- Entries from a point annotation set -
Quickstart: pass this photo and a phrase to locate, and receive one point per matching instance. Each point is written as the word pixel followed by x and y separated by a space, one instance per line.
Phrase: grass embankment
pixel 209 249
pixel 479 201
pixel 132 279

- Written problem -
Set out each line of the data above as one string in a JSON list, leaving out blank lines.

- Exercise output -
[
  "Quickstart: pass this photo and a phrase to locate, and receive one point per matching instance. Each point is written as the word pixel followed by x and y separated by a space, one instance per line.",
  "Phrase: grass embankment",
  "pixel 209 249",
  "pixel 479 201",
  "pixel 132 279"
]